Copy out all of the data below word for word, leaving out the pictures.

START DATA RECORDS

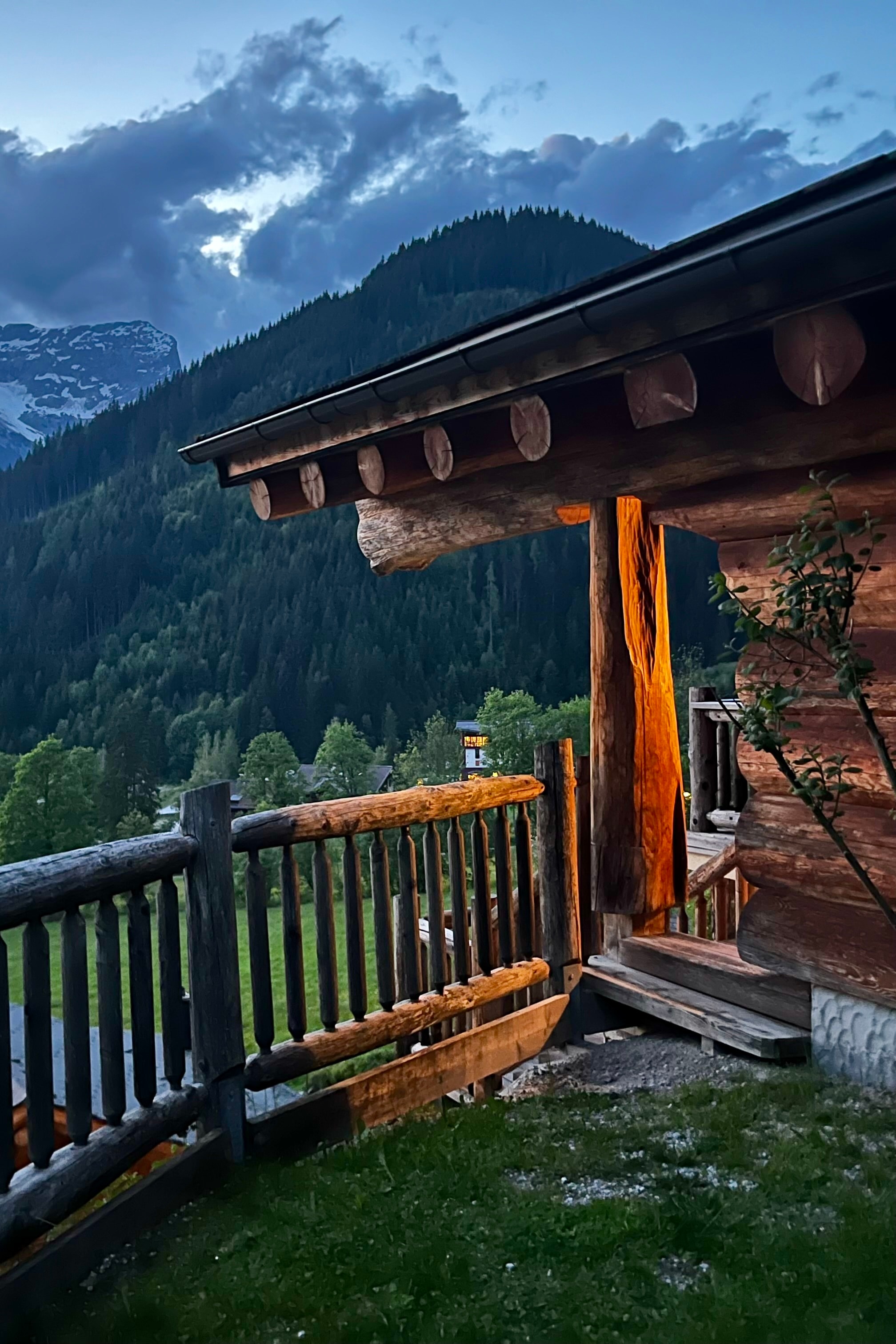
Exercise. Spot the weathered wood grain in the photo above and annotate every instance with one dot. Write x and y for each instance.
(393, 1090)
(716, 969)
(848, 948)
(350, 1040)
(380, 811)
(41, 1198)
(41, 888)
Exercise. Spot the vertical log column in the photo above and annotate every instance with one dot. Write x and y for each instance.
(217, 1018)
(639, 850)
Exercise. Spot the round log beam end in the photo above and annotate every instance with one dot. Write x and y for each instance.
(371, 468)
(313, 484)
(819, 352)
(260, 496)
(531, 428)
(440, 455)
(660, 390)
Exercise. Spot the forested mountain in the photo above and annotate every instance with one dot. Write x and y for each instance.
(131, 580)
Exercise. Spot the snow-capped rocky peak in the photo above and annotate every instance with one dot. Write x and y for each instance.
(52, 377)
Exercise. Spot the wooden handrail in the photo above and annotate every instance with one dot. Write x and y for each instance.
(295, 1058)
(380, 811)
(40, 888)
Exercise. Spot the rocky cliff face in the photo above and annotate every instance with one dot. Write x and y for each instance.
(54, 377)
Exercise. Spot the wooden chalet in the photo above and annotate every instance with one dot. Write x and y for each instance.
(695, 389)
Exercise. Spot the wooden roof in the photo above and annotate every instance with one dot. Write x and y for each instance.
(511, 427)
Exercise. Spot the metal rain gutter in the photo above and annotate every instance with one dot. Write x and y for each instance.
(325, 408)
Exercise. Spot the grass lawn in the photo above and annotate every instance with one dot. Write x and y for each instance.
(14, 945)
(760, 1212)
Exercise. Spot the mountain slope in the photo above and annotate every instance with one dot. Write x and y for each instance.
(152, 578)
(54, 377)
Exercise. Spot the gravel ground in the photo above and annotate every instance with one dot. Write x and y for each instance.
(653, 1060)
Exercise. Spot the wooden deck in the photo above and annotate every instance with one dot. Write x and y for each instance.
(706, 988)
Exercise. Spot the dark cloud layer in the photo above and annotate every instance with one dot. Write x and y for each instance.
(113, 225)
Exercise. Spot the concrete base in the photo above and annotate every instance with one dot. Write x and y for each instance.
(855, 1038)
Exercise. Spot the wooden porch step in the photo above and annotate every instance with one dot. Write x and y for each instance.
(716, 968)
(711, 1019)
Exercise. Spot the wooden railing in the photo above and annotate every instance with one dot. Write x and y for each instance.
(481, 959)
(61, 886)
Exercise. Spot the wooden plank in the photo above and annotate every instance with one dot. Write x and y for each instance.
(260, 952)
(76, 1026)
(558, 866)
(769, 503)
(40, 888)
(708, 873)
(702, 1014)
(380, 811)
(410, 531)
(41, 1198)
(69, 1258)
(393, 1090)
(143, 1015)
(171, 984)
(716, 969)
(848, 948)
(38, 1032)
(293, 951)
(350, 1040)
(112, 1037)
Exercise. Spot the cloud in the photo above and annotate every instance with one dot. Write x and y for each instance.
(825, 116)
(824, 82)
(296, 170)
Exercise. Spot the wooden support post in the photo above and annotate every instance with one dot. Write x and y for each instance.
(217, 1019)
(639, 842)
(558, 869)
(702, 759)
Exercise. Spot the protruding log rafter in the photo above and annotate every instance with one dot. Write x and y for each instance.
(819, 352)
(412, 461)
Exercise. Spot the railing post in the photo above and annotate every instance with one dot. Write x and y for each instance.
(217, 1018)
(558, 876)
(702, 759)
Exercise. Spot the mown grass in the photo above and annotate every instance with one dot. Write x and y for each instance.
(279, 984)
(773, 1202)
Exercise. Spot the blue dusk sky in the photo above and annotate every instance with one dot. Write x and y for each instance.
(208, 164)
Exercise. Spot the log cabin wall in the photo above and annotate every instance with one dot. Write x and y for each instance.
(811, 916)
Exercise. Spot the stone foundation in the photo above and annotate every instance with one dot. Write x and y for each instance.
(855, 1038)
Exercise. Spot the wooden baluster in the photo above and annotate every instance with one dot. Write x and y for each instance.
(481, 896)
(260, 952)
(700, 912)
(325, 925)
(408, 920)
(723, 767)
(457, 882)
(293, 951)
(434, 906)
(355, 953)
(143, 1016)
(720, 910)
(504, 888)
(38, 1031)
(382, 901)
(112, 1044)
(171, 982)
(76, 1026)
(524, 884)
(7, 1148)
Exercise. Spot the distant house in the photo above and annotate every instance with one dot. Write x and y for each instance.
(316, 777)
(240, 804)
(475, 744)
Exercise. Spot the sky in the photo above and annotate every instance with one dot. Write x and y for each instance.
(208, 164)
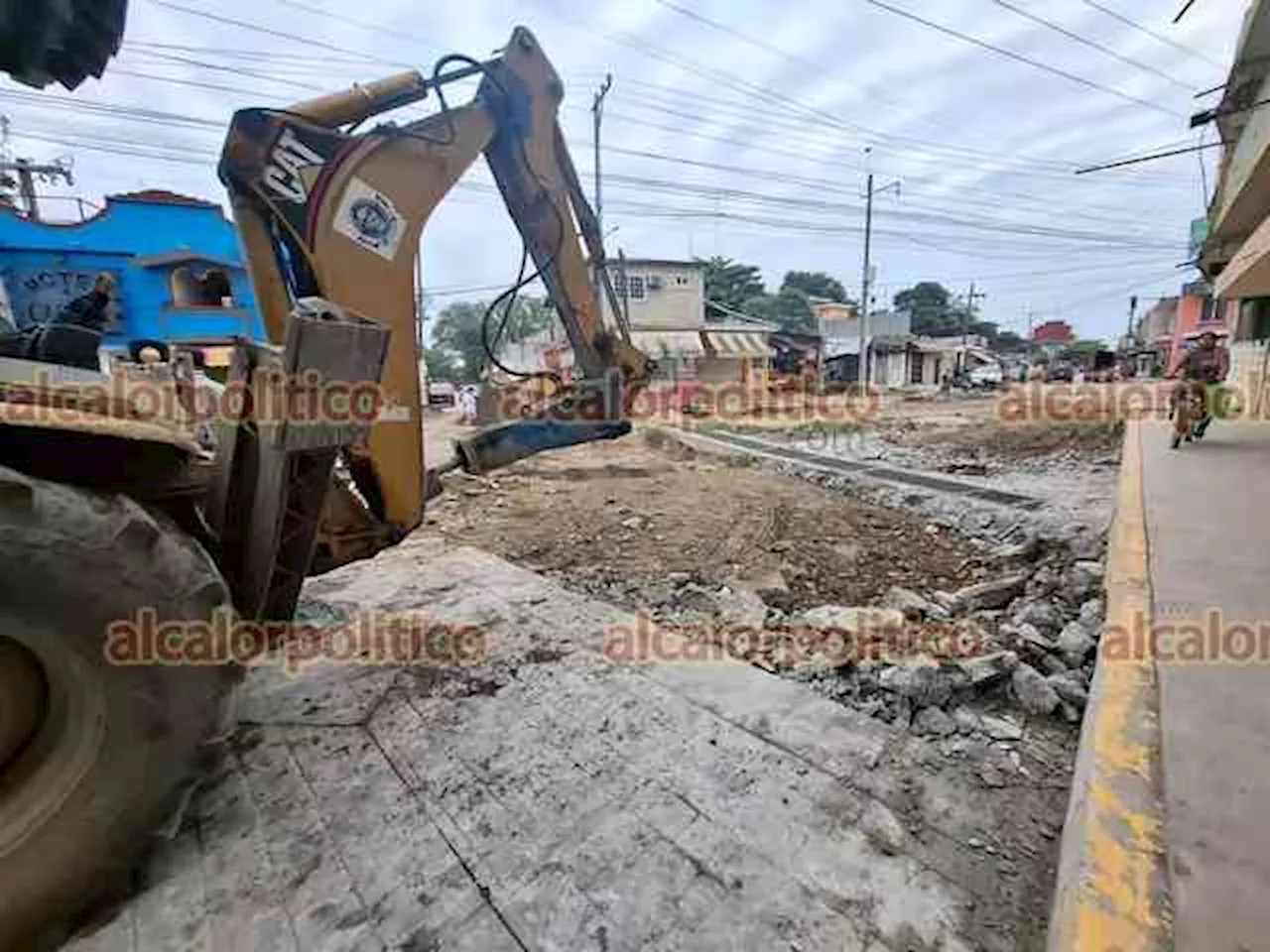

END DATA RECORDS

#### [EXERCISE OUTPUT]
Exercise. Spot the weathered wood grain in the photo above and annotate every instance with one dot. Write x and y for each instance.
(393, 1090)
(716, 969)
(848, 948)
(350, 1040)
(380, 811)
(41, 1198)
(41, 888)
Exercise. Spot the vertical log column in the photo above and annotate every instance with one dot. Write x and y for each instance.
(217, 1018)
(639, 850)
Exercise. Spot the round log beam end in the photo above and annotate every instance with one dot. Write x and y for each instance.
(371, 468)
(313, 484)
(819, 352)
(260, 496)
(531, 428)
(440, 455)
(660, 390)
Exercise. Spot the forested mountain in the photo above and annotate every instance with one dot. Write x and y for each instance.
(131, 580)
Exercise. Spot the snow-capped rocky peak in the photo above and annotate every instance with one dot. Write x and y for each instance.
(52, 377)
Exercise. Spot the wooden handrail in the photo above and annotate every instance with one dot. Write x and y for each instance.
(295, 1058)
(380, 811)
(40, 888)
Exercise. Spot the rocky cliff face in the photo above and annotate every instance with one dot. Write x and y for each instance.
(54, 377)
Exercise. Spot the wooden chalet in the photo above and annotate every instance with one dot. Write x and y for each instance.
(695, 389)
Exercise. Spot the wooden roof in the photo above and annotate every instance with one dot. Write x and y for each instance.
(511, 427)
Exercise. Spot the metal rain gutter in the photo above and annotate every instance with one dot. Write x and y for each instance.
(325, 408)
Exercise. Spot the grass lawn in the photo above and annotate every instance with one dot. Write x and y for each instance.
(14, 945)
(760, 1212)
Exercise. Spot the mountain slope in the photo above and annotate every instance with one dot. Write x and y for each instance.
(152, 578)
(54, 377)
Exercise. Spot the gravel ground in the photo above and annotate every instance with one dot. Write x and y for each instance.
(653, 1060)
Exercise. Spot the wooden deck in the photo above and annotate every instance with one dot. Write x and y for each instance.
(706, 988)
Exercise. Spot the dark cloud layer in the photo above and annotate every instance with one dot. Write x and y for each instance.
(113, 225)
Exercise. Spot the concrete base in the photo above and annotate every instance with one dot. Write x and y for each instance.
(855, 1038)
Exercise. Spot the wooden porch step in the photo above and annotate every instance with one dot. Write x and y for each instance.
(716, 968)
(711, 1019)
Exercise. Spot the wooden railing in the photo above and annotate every instance with one dot. Write x and y for each instance.
(481, 959)
(61, 886)
Exercise. Spot the wooden plank in the photo above and annotate every instance with one dot. Write x and y for each instance.
(260, 952)
(76, 1026)
(558, 866)
(769, 503)
(40, 888)
(708, 873)
(702, 1014)
(380, 811)
(410, 531)
(41, 1198)
(69, 1258)
(393, 1090)
(143, 1015)
(171, 984)
(716, 969)
(848, 948)
(38, 1032)
(293, 951)
(350, 1040)
(112, 1037)
Exercise. Spot the cloud in the photo above and annotate every instance with one dot. Write x and y for each instance.
(825, 116)
(824, 82)
(296, 170)
Exercise. Spot the wooden support post in the photo above and annotate every instance with one dot. Write x and y for each instance.
(217, 1019)
(639, 842)
(558, 869)
(702, 759)
Exercise. Spot the protruding log rafter in the photo above and annotate every instance with one dot. Write x and y for each instance.
(819, 352)
(412, 461)
Exercise. Spot the railing post in the photo above and annotate every instance with one dot. Write x and y for each instance.
(217, 1018)
(558, 876)
(702, 759)
Exercise. Spot the mown grass in the photo above and annotate every instance with one dot. Write x and y for each instance.
(279, 984)
(773, 1202)
Exercise. Spot the blue dusk sky in the photo above and annotate every instance with one dot. Write x and y for each instance.
(208, 164)
Exercise. Spot the log cabin wall in the photo above and annotate every instance with one dot. Write x and y for each instance.
(811, 916)
Exercise. Spot the stone foundation in the photo above and annotate every instance with one dot. Write x and y for each instance.
(855, 1038)
Exercise. Spot the wooden baluster in the photo above and annotate every instance with one dot. Write x and y for each instance.
(481, 896)
(260, 952)
(700, 912)
(325, 925)
(408, 920)
(723, 767)
(457, 882)
(293, 951)
(434, 906)
(355, 953)
(143, 1016)
(720, 910)
(504, 888)
(38, 1031)
(382, 901)
(112, 1044)
(171, 982)
(76, 1026)
(524, 884)
(7, 1148)
Exercise. Spot the distant house in the photo above and annotate every instance with one dot. Write x and y for each instance.
(316, 777)
(240, 804)
(475, 744)
Exercise. Spot the sky in the photo above and annotate every instance with one dot. Write x and y for each instance.
(208, 164)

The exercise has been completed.